* _Problem to work on_:
Taking the records line by line, how many lines contain the word "wheel"? Answer with the number only.
+++ Available data +++
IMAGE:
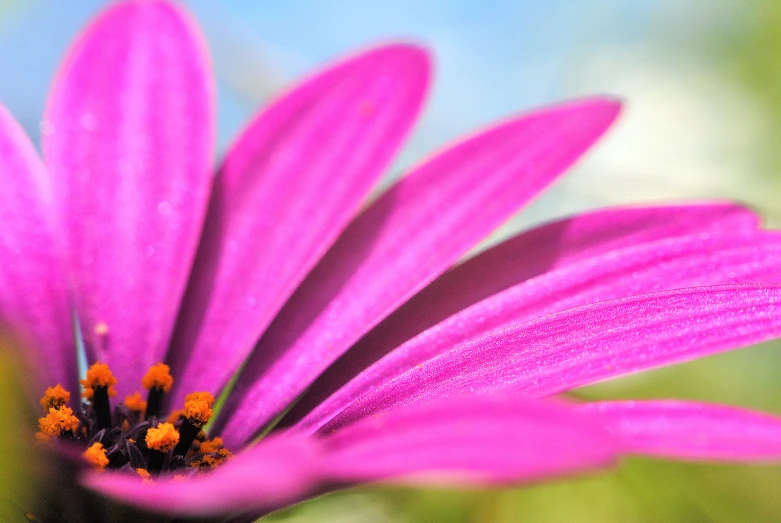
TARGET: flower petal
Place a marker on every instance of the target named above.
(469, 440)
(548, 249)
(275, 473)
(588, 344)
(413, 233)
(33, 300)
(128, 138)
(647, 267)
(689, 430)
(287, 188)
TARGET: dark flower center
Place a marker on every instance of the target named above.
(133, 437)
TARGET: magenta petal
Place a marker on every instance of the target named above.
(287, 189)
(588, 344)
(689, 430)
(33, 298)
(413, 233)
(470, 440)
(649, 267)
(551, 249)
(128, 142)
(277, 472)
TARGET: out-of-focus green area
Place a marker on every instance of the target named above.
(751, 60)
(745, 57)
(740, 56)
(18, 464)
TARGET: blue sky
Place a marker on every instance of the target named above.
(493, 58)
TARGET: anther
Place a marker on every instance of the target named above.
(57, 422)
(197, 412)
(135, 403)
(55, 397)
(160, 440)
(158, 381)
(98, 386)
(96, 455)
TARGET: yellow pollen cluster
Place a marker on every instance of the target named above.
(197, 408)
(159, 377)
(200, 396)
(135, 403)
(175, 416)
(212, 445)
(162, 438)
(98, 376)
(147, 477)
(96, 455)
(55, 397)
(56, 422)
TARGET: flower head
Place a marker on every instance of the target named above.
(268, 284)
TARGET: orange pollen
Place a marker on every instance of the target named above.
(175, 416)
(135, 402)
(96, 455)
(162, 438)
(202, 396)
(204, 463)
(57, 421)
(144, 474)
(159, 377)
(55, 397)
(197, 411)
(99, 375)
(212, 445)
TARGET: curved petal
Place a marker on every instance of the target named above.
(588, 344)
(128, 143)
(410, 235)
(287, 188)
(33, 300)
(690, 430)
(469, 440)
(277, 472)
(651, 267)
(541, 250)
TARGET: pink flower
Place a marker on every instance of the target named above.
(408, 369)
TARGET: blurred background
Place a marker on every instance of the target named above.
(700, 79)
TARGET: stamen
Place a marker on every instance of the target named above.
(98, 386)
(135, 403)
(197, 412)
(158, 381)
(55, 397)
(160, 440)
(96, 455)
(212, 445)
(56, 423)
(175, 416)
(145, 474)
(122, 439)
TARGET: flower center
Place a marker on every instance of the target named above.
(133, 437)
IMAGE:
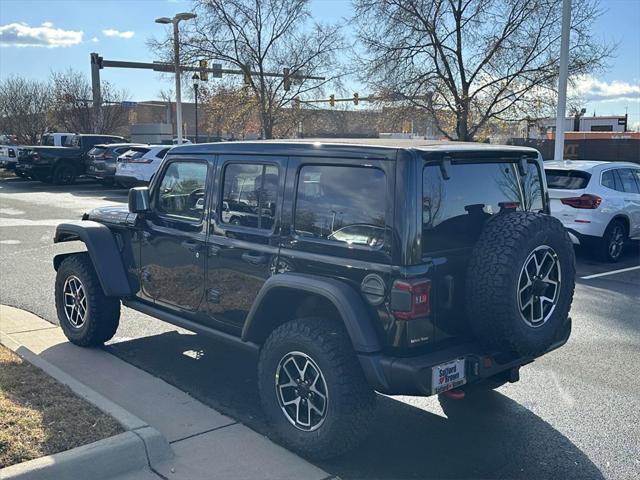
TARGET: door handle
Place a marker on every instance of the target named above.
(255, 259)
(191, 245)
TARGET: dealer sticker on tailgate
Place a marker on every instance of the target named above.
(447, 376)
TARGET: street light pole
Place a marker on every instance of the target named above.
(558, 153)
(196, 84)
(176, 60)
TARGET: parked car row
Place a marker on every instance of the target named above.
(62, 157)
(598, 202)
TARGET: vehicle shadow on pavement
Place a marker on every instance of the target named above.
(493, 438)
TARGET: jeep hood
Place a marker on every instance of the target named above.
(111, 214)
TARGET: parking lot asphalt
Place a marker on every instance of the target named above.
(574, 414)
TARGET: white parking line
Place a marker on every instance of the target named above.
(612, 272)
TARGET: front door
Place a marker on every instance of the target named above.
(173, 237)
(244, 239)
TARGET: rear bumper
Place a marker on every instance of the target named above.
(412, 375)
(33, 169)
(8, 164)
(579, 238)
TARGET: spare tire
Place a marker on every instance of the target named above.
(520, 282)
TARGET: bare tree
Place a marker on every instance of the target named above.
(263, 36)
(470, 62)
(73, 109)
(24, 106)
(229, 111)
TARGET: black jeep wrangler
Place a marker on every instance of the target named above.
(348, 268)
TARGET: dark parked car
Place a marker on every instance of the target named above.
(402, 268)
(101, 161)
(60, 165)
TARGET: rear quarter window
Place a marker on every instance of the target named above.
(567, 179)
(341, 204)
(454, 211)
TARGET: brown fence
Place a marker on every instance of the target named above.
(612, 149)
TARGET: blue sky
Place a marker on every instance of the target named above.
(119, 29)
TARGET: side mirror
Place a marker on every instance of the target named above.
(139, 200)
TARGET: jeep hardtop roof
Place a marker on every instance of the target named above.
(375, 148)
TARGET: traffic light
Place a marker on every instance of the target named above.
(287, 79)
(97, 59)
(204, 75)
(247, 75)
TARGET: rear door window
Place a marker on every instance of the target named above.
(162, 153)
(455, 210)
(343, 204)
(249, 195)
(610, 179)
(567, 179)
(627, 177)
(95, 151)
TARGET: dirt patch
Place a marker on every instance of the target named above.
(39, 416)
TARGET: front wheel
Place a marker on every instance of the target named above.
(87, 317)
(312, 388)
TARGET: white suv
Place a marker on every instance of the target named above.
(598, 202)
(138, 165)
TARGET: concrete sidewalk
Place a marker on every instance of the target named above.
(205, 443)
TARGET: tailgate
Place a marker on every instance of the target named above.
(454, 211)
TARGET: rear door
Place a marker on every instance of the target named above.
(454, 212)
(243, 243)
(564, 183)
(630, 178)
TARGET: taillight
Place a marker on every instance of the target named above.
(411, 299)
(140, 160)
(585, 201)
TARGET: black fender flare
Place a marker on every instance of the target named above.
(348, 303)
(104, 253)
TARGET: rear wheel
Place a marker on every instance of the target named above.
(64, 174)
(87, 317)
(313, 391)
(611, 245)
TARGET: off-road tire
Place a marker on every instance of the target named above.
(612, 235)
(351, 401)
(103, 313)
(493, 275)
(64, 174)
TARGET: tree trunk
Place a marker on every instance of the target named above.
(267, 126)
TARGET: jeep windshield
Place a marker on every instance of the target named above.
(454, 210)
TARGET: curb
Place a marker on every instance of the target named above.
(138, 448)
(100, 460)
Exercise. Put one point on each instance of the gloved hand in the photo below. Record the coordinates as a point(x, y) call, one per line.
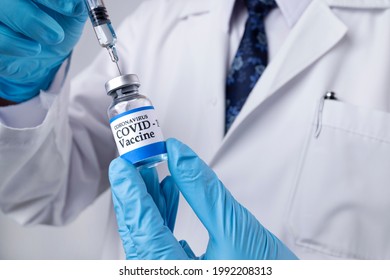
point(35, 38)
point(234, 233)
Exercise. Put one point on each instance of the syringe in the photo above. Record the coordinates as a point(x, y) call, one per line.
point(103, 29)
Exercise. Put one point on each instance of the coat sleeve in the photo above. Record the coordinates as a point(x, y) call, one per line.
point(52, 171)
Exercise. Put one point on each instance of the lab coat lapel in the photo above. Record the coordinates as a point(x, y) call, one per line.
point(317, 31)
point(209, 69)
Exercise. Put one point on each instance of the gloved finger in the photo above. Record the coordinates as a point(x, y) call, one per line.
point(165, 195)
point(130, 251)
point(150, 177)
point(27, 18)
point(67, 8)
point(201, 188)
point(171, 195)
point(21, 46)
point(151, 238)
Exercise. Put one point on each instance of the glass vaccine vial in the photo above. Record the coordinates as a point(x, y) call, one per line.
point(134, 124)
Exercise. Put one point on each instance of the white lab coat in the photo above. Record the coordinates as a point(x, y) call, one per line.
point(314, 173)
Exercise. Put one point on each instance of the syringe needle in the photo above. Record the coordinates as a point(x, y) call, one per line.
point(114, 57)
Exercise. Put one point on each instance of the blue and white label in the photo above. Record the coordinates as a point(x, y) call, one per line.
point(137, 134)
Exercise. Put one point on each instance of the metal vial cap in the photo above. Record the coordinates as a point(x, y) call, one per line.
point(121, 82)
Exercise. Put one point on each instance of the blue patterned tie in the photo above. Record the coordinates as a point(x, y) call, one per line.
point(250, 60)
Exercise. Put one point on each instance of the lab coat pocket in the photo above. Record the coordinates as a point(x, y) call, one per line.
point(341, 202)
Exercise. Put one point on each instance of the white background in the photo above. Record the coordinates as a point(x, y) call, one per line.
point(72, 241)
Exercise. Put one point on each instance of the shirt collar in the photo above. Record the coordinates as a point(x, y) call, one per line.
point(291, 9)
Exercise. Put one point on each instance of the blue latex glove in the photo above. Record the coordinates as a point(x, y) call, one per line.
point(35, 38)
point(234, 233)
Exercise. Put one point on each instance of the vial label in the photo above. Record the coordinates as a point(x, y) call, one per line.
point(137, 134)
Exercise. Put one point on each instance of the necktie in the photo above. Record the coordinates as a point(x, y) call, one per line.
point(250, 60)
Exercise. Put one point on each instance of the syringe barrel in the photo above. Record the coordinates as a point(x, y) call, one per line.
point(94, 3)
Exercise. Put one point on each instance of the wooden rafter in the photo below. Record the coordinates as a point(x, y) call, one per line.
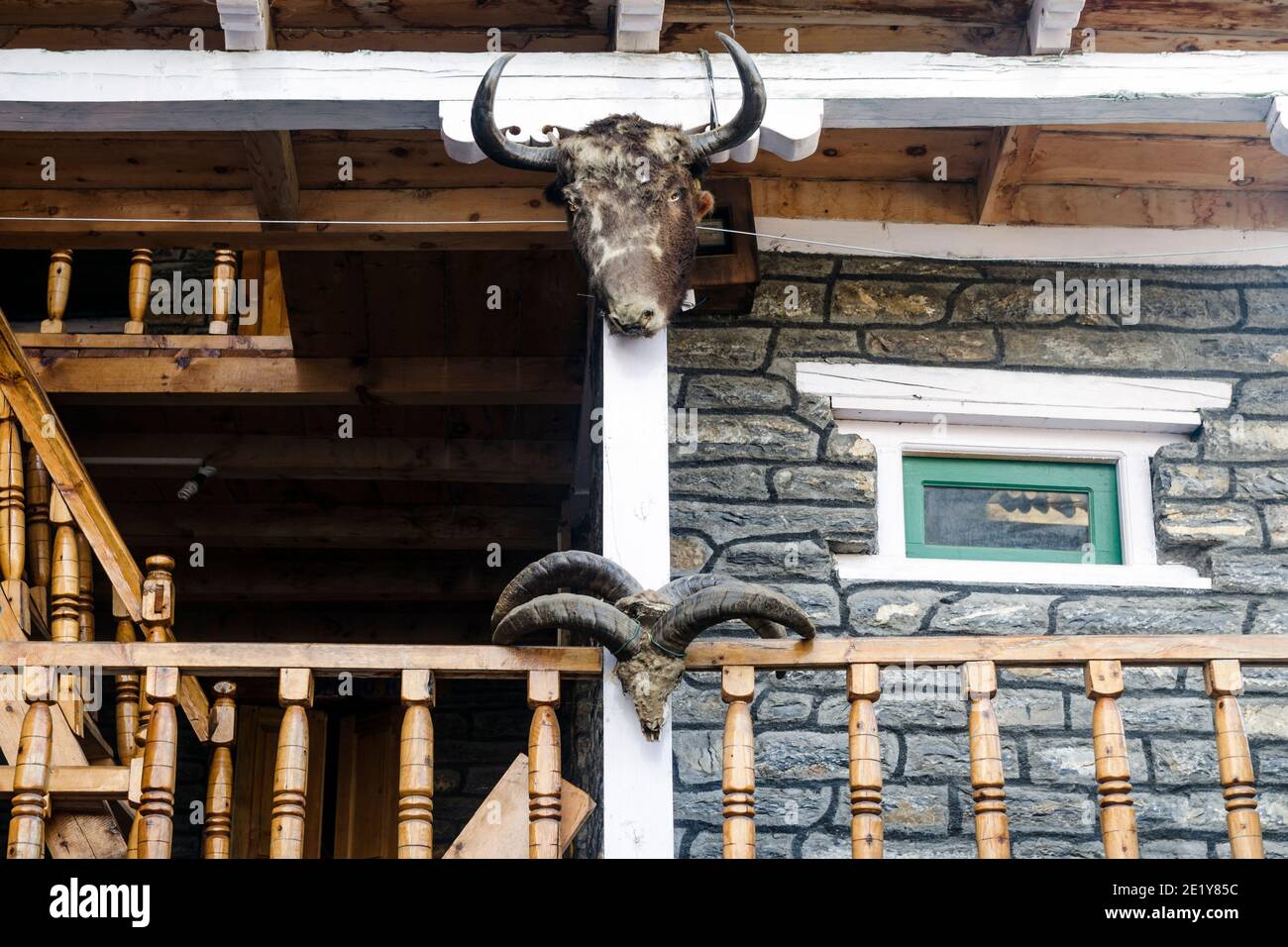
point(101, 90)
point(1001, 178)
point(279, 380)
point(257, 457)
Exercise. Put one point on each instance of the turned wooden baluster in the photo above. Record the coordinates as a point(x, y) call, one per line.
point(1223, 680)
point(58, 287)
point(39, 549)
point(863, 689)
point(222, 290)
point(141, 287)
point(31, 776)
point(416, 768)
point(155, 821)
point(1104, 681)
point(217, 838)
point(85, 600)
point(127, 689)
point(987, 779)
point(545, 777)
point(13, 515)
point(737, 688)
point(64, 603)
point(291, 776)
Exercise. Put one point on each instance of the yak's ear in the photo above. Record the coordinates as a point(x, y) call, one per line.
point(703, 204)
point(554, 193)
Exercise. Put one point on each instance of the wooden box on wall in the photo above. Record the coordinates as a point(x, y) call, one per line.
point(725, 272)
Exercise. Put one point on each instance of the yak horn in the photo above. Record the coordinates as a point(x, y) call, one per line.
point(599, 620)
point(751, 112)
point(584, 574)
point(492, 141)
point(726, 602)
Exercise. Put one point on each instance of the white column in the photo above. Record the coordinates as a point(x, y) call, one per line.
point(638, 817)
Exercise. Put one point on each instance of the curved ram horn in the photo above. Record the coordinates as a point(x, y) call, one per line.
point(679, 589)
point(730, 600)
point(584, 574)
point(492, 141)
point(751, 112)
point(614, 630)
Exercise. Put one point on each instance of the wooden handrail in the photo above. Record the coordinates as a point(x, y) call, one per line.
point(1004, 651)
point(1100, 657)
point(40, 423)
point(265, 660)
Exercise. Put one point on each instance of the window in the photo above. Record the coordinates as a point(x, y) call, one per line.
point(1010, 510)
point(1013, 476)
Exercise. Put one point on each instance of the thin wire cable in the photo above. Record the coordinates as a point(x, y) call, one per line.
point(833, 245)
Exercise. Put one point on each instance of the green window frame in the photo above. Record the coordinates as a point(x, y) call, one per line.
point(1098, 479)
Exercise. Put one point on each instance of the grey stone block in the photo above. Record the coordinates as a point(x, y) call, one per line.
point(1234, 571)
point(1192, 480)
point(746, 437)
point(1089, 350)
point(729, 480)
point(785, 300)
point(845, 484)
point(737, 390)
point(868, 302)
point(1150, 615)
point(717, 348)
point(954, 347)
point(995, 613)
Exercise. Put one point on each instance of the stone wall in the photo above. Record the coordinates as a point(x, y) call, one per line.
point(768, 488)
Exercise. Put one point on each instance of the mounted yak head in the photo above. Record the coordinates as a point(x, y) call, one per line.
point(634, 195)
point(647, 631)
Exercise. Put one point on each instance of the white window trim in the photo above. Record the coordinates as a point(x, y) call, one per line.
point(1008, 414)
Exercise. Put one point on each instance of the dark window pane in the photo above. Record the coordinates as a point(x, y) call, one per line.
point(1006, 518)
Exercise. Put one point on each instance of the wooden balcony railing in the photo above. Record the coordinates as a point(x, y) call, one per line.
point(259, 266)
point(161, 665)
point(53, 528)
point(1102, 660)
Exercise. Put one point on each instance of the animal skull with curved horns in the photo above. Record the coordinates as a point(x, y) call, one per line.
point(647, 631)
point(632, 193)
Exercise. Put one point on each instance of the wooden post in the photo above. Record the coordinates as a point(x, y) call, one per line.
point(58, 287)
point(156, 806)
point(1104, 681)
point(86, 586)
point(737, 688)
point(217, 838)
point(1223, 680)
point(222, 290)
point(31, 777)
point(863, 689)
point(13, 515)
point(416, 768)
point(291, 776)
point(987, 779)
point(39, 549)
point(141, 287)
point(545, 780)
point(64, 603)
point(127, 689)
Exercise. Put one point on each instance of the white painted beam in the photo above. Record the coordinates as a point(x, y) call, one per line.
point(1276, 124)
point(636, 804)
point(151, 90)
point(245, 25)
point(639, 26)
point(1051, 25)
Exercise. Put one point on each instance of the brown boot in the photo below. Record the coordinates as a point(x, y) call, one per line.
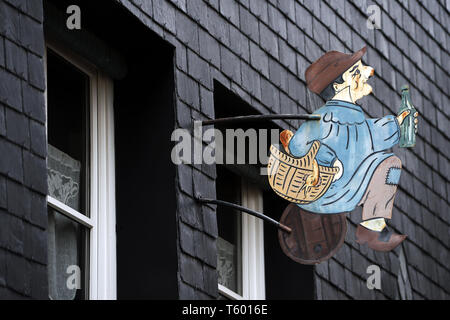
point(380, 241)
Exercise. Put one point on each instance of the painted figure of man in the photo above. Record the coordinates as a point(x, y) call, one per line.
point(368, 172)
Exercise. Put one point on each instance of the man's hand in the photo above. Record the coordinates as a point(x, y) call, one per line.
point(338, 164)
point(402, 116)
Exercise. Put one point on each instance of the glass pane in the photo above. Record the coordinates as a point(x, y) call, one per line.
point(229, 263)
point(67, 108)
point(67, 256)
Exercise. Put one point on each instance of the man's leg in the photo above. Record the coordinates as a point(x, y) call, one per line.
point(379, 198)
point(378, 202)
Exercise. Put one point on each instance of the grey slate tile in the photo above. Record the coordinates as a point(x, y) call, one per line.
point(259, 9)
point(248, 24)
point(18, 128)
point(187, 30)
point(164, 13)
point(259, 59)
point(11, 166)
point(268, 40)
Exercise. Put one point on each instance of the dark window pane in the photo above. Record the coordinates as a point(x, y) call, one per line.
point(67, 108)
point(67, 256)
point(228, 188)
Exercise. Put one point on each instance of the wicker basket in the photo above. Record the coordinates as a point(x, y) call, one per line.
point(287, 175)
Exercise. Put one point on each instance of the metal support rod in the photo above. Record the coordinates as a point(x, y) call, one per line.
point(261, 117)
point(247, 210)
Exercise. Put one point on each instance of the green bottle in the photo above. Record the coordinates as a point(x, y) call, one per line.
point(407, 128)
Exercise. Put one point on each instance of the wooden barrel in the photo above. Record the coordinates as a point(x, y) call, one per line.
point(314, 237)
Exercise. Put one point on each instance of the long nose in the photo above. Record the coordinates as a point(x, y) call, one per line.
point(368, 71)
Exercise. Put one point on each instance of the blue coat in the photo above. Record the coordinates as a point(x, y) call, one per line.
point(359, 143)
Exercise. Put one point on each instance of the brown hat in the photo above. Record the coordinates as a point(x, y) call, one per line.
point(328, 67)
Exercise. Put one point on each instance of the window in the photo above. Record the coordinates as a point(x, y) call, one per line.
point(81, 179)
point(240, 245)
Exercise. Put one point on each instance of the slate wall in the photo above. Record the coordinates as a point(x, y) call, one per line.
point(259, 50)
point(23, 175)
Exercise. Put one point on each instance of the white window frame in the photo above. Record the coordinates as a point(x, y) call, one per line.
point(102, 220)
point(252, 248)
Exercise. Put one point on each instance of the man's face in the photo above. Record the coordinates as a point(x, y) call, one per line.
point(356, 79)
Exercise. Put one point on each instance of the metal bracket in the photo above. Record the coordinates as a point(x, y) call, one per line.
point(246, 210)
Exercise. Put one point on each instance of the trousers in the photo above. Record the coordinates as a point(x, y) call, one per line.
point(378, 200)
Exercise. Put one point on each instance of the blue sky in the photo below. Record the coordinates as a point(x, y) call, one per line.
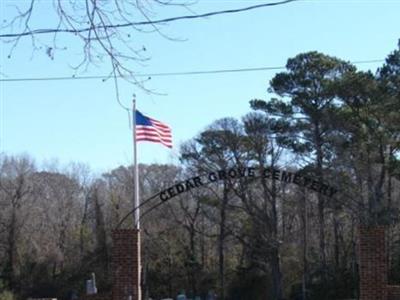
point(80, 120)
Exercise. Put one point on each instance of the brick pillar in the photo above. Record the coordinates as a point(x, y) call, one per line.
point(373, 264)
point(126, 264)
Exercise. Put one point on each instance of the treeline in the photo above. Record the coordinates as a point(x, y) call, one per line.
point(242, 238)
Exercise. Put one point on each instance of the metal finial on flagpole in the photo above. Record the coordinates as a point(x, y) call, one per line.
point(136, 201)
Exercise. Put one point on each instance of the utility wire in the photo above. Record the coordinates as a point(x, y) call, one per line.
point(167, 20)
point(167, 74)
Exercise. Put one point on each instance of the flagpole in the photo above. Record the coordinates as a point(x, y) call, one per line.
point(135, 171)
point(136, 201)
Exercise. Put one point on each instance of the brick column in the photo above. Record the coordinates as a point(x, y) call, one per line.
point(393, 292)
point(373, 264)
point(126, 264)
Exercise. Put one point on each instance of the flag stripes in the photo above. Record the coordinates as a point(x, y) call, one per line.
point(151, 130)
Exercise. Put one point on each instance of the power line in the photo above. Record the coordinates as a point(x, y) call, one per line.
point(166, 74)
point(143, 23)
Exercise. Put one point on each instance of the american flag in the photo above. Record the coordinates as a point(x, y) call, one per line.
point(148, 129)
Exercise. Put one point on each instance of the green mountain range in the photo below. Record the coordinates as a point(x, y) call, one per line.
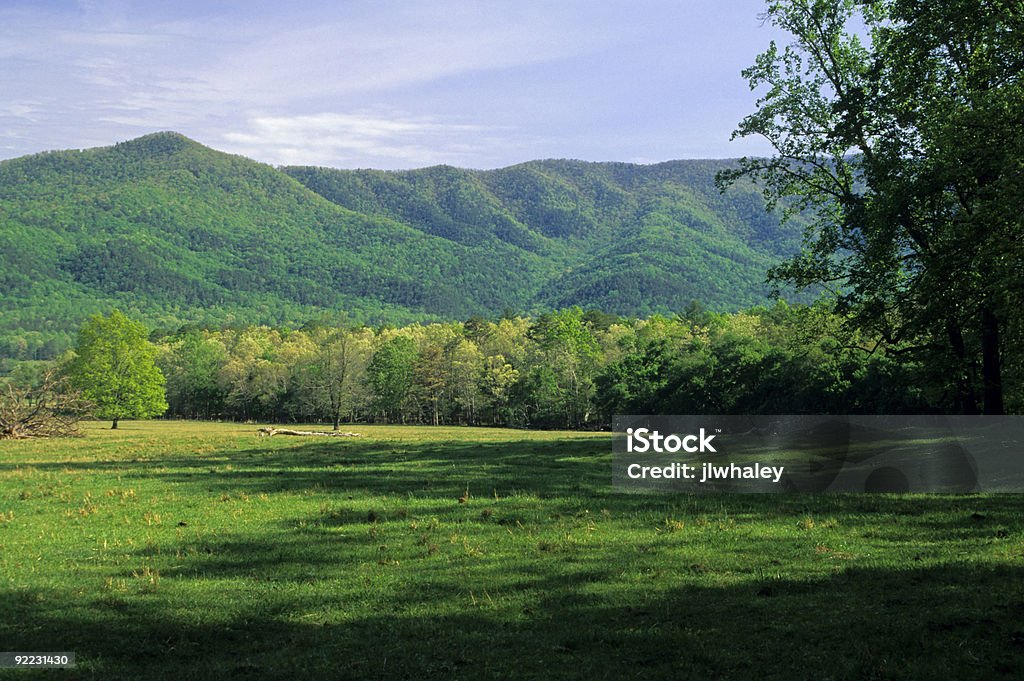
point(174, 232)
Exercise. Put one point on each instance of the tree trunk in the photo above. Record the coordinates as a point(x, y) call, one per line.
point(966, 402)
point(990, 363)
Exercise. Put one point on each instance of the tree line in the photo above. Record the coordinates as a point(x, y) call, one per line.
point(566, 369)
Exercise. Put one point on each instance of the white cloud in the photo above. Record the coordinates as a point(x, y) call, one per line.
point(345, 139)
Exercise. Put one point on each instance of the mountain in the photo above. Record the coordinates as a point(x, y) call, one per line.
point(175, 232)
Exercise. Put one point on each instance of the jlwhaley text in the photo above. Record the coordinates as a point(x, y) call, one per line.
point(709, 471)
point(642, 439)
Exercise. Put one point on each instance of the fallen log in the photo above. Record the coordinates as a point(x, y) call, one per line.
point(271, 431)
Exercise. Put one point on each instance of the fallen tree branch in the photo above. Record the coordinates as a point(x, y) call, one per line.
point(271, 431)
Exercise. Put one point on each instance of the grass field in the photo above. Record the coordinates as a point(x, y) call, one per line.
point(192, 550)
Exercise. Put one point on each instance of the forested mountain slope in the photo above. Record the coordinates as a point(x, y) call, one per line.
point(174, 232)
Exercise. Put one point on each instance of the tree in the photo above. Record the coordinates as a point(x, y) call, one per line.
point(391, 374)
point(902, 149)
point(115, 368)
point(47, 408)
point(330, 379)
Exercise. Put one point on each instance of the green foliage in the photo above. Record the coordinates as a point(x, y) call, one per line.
+++
* _Exercise answer_:
2